Rewrite everything from the line containing "Quiz Question: Can you draw a bounding box around the cloudy" down to the line containing "209, 111, 246]]" as a Markdown table with the columns Number and Record line, giving each line its own numbered row and leaving out blank lines.

## Start INPUT

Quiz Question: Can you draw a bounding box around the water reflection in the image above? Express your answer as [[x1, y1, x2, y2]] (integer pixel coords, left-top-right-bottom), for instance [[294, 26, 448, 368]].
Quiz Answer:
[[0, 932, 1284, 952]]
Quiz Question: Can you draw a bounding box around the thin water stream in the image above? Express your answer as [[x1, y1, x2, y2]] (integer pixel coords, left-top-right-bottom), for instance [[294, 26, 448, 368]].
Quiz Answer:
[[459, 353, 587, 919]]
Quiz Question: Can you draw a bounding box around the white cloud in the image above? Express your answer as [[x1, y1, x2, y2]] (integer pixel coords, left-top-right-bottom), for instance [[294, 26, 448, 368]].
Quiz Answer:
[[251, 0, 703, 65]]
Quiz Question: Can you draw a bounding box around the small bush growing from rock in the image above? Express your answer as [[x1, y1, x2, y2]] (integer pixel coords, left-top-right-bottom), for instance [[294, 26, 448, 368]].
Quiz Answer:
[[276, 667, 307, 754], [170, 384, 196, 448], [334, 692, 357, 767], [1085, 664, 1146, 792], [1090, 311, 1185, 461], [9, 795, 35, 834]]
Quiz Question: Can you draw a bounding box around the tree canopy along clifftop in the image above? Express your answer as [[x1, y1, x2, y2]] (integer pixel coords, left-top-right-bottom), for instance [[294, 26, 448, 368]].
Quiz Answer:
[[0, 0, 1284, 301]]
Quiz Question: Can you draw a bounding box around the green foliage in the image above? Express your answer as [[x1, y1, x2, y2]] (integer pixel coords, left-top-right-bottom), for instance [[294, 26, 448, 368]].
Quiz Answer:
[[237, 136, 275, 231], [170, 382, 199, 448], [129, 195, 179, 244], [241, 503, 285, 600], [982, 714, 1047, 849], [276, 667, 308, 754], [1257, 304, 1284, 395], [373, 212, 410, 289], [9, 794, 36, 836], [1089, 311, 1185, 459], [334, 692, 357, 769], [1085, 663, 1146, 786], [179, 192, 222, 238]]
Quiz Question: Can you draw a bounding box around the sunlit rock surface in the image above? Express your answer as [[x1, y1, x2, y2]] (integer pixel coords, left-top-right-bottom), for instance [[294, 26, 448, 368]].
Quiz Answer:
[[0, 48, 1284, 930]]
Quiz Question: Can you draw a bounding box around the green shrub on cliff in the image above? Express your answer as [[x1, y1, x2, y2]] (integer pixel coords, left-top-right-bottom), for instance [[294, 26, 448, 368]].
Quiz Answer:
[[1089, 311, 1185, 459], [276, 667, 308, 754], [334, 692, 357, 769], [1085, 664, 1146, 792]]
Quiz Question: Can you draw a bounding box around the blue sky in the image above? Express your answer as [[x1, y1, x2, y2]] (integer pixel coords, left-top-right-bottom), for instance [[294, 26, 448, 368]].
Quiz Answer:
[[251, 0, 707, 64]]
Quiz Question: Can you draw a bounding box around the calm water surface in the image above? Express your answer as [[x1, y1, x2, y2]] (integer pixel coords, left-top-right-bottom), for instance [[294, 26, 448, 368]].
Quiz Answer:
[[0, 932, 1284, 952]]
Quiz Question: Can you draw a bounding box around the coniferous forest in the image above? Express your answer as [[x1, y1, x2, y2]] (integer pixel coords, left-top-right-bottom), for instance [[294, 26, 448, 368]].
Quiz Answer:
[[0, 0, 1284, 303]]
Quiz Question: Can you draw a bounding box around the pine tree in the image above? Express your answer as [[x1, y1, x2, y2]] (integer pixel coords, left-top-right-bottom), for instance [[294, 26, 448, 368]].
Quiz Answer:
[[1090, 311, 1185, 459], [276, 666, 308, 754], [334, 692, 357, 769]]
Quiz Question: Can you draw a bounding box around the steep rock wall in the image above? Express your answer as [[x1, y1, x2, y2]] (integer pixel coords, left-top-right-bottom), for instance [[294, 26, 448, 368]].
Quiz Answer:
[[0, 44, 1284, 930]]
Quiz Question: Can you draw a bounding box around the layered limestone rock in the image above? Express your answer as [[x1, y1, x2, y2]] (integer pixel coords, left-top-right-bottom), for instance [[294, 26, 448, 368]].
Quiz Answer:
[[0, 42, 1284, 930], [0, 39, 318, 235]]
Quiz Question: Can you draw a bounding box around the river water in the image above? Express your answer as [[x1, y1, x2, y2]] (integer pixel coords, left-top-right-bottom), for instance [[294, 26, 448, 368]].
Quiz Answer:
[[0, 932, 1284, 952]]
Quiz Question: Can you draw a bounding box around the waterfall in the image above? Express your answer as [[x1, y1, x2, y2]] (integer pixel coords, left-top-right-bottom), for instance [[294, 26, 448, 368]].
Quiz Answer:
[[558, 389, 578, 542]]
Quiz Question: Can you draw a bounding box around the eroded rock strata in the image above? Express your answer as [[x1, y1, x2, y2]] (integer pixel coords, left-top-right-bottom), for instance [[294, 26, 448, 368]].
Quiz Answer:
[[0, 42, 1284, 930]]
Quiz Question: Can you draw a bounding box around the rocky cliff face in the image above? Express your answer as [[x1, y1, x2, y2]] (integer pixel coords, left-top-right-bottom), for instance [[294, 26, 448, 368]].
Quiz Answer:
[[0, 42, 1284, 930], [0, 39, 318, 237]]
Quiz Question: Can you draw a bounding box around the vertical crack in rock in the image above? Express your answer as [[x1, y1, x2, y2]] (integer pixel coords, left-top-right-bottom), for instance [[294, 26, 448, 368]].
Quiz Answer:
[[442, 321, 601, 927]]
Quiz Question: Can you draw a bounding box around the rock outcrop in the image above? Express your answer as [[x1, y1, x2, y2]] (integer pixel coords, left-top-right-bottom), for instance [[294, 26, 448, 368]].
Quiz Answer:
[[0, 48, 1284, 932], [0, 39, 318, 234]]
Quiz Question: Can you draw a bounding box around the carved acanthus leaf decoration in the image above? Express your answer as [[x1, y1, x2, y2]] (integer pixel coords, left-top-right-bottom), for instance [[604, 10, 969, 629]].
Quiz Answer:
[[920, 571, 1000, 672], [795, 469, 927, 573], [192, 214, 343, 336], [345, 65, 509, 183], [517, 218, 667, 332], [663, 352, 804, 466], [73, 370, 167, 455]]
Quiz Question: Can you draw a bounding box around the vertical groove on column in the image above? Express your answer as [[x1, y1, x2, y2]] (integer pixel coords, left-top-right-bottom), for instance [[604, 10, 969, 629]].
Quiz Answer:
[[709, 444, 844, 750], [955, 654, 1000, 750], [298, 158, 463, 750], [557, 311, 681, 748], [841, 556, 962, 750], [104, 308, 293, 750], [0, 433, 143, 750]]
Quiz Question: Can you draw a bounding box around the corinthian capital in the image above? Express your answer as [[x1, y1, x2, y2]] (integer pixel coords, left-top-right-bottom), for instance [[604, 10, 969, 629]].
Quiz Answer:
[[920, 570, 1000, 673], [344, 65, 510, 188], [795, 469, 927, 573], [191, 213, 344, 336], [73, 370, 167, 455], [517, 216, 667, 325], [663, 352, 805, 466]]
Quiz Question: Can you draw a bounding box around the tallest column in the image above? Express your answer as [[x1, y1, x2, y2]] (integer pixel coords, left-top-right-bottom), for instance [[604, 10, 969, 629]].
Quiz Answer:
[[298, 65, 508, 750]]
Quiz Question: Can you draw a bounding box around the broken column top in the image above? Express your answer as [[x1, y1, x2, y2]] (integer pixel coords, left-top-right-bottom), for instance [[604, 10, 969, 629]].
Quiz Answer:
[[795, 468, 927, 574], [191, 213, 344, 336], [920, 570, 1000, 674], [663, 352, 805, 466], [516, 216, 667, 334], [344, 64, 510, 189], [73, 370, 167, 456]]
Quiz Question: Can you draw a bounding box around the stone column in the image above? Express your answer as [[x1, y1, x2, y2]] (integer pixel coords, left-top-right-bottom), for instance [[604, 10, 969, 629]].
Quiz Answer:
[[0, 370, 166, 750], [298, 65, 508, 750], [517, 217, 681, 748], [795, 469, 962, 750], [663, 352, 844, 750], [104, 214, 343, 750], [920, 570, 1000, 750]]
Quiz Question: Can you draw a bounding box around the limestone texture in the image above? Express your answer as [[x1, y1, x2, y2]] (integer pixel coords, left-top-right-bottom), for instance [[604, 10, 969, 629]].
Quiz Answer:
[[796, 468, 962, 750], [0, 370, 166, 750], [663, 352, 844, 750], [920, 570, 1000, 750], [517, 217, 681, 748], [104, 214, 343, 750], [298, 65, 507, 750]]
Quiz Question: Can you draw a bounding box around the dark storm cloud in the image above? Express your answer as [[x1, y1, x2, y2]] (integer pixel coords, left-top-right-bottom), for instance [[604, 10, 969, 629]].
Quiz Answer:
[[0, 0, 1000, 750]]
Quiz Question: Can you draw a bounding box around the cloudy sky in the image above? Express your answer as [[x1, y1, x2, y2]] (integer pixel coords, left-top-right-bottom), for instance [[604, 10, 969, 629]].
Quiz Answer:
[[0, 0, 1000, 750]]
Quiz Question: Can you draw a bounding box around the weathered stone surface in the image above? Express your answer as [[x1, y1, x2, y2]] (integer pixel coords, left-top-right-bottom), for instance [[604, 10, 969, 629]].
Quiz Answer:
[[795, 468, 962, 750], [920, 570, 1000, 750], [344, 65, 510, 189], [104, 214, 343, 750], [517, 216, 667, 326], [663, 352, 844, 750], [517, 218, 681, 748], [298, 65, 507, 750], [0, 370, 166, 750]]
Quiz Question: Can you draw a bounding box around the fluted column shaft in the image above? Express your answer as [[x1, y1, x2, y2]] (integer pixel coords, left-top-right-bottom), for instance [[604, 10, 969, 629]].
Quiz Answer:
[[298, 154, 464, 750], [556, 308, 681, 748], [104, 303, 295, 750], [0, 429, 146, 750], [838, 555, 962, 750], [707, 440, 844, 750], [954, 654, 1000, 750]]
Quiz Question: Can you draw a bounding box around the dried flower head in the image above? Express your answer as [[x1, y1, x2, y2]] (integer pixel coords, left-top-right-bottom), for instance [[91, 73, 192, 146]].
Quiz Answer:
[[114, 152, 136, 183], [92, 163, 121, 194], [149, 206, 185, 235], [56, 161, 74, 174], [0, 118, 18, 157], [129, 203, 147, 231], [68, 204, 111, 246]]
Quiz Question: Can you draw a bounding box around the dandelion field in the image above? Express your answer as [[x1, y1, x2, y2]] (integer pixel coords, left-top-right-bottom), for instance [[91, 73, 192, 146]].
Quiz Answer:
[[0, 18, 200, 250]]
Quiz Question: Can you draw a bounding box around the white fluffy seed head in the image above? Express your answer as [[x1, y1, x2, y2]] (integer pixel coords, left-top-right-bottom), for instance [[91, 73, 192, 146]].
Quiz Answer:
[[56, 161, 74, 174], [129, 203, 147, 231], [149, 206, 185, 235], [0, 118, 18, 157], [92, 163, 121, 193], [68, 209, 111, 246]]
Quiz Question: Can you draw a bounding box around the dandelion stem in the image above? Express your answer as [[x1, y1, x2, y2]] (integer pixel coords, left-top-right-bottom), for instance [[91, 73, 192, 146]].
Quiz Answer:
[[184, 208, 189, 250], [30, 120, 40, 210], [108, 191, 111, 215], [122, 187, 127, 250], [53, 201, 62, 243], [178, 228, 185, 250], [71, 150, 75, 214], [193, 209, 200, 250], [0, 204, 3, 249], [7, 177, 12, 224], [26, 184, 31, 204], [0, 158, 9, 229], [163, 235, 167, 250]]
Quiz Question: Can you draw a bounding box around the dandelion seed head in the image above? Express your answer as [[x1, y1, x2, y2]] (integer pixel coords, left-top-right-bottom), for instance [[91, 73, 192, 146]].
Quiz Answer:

## End INPUT

• RESULT OF THIS EXERCISE:
| Number | Record line |
|---|---|
| 1 | Quiz Question: Can you draw a bounding box around the cloudy sky in the image above? Express your answer as [[x1, y1, x2, y2]] (integer pixel coords, left-top-right-bottom), for instance [[604, 10, 969, 629]]. |
| 2 | Quiz Answer: |
| 3 | [[0, 0, 1000, 750]] |
| 4 | Quiz Question: Can you draw a bounding box around the weathered stone surface in the image above? Express your answer as [[x1, y1, x2, y2]] (integer pixel coords, left-top-right-bottom), for instance [[604, 10, 969, 629]]. |
| 5 | Quiz Answer: |
| 6 | [[795, 468, 962, 750], [920, 570, 1000, 750], [344, 65, 510, 189], [104, 214, 343, 750], [517, 216, 667, 326], [663, 352, 844, 750], [517, 218, 681, 748], [298, 65, 507, 750], [0, 370, 166, 750]] |
| 7 | Quiz Question: Can you draw a bounding box around the fluted column shaft in the image above? Express your answer as [[x1, y1, x2, y2]] (integer pixel coords, left-top-right-bottom), for instance [[604, 10, 969, 629]]. |
| 8 | Quiz Answer: |
| 9 | [[298, 154, 464, 750], [556, 308, 681, 748], [104, 303, 295, 750], [0, 429, 146, 750], [838, 555, 962, 750], [707, 440, 844, 750], [954, 654, 1000, 750]] |
| 10 | Quiz Question: Can you draw a bounding box around the dried flower head in the image above? Express your answer as [[x1, y1, x2, y2]] (integer pixel coords, left-top-right-bottom), for instance [[91, 73, 192, 146]]. |
| 11 | Quiz Answer: |
| 12 | [[114, 152, 136, 183], [92, 163, 121, 194], [149, 206, 185, 235], [56, 161, 74, 174], [0, 118, 18, 157], [129, 203, 147, 231], [68, 204, 111, 246]] |
| 13 | Quiz Question: Can you draw a bounding box around the dandelion field in the image above? Express your answer as [[x1, y1, x2, y2]] (integer pixel coords, left-top-right-bottom), for instance [[91, 73, 192, 146]]. |
| 14 | Quiz Answer: |
| 15 | [[0, 18, 200, 250]] |
| 16 | Quiz Question: Can you draw a bounding box around the white fluffy seed head in the image above? Express your answer as [[x1, y1, x2, y2]] (integer pixel coords, left-top-right-bottom), for instance [[91, 73, 192, 146]]. |
| 17 | Quiz Answer: |
| 18 | [[56, 161, 74, 174], [129, 203, 147, 231], [149, 206, 185, 235], [0, 118, 18, 157], [92, 163, 121, 193], [68, 209, 111, 246]] |